● Reading passage:
Moms who want their babies to learn to like fruit and vegetables should eat them themselves if they are breastfeeding, says new research from the Monell Centre.
It also suggests offering your baby plenty of opportunities to taste fruit and vegetables as s/he makes the transition to solid foods by giving repeated feeding exposures to these healthy foods — regardless of whether you’re breastfeeding or using formula.
“Vegetable and fruit consumption is linked to lower risks of obesity and certain cancers,” says senior author Julie A. Mennella, PhD. “The best predictor of how much fruit and vegetables children eat is whether they like the tastes of these foods. If we can get babies to learn to like these tastes, we can get them off to an early start of healthy eating.”
The study, designed to test the influence of early sensory experiences on the development of healthy eating patterns, is published in the December 2007 issue of the journal Paediatrics.
Mennella and co-author Catherine A. Forestell, PhD, studied 45 infants, 20 of whom were breastfed. The infants, who were between the ages of four and eight months and unaccustomed to eating solids other than cereal, were randomly assigned to one of two groups.
One group was fed green beans for eight consecutive days; the other was given green beans and then peaches over the same period. Acceptance of both foods was assessed before and after the repeated exposure period.
The results revealed that breastfeeding helps a baby to accept foods during weaning — but only if the mother regularly eats those foods.
Fruit flavours through breast milk
During their first exposure to peaches, breastfed infants ate more and for a longer period of time, compared to formula-fed infants. Questionnaires revealed that mothers of breastfed infants ate more fruits than did formula-feeding mothers, suggesting that the enhanced peach acceptance of their infants might be attributed to increased exposure to fruit flavours through breast milk.
However, both groups of mothers reported eating green beans and green vegetables infrequently, at levels below current recommendations. Accordingly, there was no difference in the amount of green beans eaten by breast-fed and formula-fed infants the first time the vegetables were offered.
“It’s a beautiful system,” says Mennella. “Flavours from the mother’s diet are transmitted through amniotic fluid and mother’s milk. So, a baby learns to like a food’s taste when the mother eats that food on a regular basis.”
In both groups, repeated opportunities to taste green beans over eight days enhanced acceptance of the vegetable, increasing intake by almost three-fold.
Don't focus on baby's facial expression
“Babies are born with a dislike for bitter tastes,” explains Mennella. “If mothers want their babies to learn to like to eat vegetables, especially green vegetables, they need to provide them with opportunities to taste these foods.”
The researchers also found that babies’ facial expressions did not always match their willingness to continue feeding, noting that infants innately display facial expressions of distaste to certain flavours.
They urge caregivers to provide their infants with repeated opportunities to taste fruit and vegetables, focusing on the infant’s willingness to eat the food instead of on their negative facial expressions during eating. – (EurekAlert!)

● Recorded data:
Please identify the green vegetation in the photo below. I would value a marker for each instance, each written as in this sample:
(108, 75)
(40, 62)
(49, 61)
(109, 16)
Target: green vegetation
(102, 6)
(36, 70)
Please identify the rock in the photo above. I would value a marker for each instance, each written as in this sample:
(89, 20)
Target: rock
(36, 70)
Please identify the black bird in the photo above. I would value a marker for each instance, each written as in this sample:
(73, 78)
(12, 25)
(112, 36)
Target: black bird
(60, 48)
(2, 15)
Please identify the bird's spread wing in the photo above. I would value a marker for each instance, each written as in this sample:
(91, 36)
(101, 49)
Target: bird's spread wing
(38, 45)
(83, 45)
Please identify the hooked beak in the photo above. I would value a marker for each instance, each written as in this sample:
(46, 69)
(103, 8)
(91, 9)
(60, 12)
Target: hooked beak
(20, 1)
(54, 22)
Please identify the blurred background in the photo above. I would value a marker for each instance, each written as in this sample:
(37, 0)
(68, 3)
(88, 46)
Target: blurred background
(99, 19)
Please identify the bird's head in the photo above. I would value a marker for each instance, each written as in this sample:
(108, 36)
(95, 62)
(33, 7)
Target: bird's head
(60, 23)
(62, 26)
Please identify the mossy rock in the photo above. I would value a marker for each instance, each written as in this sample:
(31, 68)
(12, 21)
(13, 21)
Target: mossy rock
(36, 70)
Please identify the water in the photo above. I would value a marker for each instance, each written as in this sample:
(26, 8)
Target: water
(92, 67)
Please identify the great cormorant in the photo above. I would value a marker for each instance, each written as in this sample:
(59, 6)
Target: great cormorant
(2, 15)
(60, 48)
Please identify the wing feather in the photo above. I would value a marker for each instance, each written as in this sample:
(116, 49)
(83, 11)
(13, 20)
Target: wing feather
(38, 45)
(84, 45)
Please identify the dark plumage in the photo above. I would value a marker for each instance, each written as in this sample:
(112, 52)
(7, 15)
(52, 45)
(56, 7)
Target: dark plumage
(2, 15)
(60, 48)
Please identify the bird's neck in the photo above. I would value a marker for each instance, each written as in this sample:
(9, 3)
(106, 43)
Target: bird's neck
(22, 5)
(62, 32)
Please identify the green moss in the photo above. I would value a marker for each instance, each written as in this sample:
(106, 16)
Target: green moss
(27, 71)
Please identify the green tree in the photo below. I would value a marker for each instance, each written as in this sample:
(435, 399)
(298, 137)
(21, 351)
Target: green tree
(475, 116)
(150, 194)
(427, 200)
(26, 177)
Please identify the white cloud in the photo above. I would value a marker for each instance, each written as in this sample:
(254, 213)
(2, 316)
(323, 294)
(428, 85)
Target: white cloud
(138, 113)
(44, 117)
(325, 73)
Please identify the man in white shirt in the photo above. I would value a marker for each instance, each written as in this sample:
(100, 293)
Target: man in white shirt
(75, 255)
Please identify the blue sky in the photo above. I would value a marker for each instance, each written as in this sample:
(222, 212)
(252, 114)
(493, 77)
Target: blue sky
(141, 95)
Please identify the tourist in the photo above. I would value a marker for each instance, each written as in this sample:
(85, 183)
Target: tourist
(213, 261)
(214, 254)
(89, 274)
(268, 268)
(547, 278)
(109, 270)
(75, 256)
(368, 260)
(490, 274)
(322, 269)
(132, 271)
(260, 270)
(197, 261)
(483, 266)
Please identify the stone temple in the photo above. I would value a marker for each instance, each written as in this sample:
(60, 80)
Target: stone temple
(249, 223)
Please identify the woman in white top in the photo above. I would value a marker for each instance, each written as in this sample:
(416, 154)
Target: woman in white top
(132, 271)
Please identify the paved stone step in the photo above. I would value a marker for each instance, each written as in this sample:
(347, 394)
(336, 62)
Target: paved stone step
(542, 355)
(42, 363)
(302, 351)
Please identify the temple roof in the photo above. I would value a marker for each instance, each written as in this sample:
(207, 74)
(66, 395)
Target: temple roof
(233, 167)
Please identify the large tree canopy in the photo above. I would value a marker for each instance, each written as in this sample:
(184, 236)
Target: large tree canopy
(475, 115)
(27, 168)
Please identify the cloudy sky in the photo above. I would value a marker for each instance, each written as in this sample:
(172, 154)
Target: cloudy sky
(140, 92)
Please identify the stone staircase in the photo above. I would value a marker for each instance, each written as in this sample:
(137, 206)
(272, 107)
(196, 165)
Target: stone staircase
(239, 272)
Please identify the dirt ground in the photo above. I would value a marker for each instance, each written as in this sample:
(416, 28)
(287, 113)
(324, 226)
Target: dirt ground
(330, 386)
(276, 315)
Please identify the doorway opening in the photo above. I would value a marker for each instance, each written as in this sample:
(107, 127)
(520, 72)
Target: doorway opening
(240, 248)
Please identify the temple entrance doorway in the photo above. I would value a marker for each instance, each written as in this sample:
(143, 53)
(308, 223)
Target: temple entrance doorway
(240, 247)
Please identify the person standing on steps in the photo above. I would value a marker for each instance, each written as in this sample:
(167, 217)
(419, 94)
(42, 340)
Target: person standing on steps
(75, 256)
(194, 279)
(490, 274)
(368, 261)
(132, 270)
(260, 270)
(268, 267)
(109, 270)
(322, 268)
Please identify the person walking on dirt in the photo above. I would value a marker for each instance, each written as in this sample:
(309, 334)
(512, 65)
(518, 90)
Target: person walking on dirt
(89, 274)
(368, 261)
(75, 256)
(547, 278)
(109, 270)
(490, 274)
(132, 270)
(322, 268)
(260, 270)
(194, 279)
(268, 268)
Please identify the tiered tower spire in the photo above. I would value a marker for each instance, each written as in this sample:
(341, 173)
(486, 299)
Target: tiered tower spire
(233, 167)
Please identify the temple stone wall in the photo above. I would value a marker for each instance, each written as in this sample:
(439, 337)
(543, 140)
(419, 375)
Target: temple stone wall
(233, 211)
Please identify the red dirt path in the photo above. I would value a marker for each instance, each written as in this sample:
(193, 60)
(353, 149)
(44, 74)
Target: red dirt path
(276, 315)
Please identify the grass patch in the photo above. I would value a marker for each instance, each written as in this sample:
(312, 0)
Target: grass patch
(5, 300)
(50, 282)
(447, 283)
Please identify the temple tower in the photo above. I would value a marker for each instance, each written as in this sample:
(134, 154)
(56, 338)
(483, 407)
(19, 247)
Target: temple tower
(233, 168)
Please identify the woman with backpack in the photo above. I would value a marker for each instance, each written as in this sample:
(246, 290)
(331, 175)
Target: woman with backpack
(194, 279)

● What is expected:
State whether each statement agrees with the article on babies learning to like fruit and vegetables, answering yes or no and quoting the words of the article that decide it.
1. The study included 45 infants, 20 of whom were breastfed.
2. Breastfed infants ate more green beans than formula-fed infants the first time the vegetables were offered.
3. Repeated tasting of green beans over eight days increased intake in both groups.
The material is not needed here.

● Written answer:
1. Yes: "studied 45 infants, 20 of whom were breastfed."
2. No: "there was no difference in the amount of green beans eaten by breast-fed and formula-fed infants the first time the vegetables were offered."
3. Yes: "In both groups, repeated opportunities to taste green beans over eight days enhanced acceptance of the vegetable, increasing intake by almost three-fold."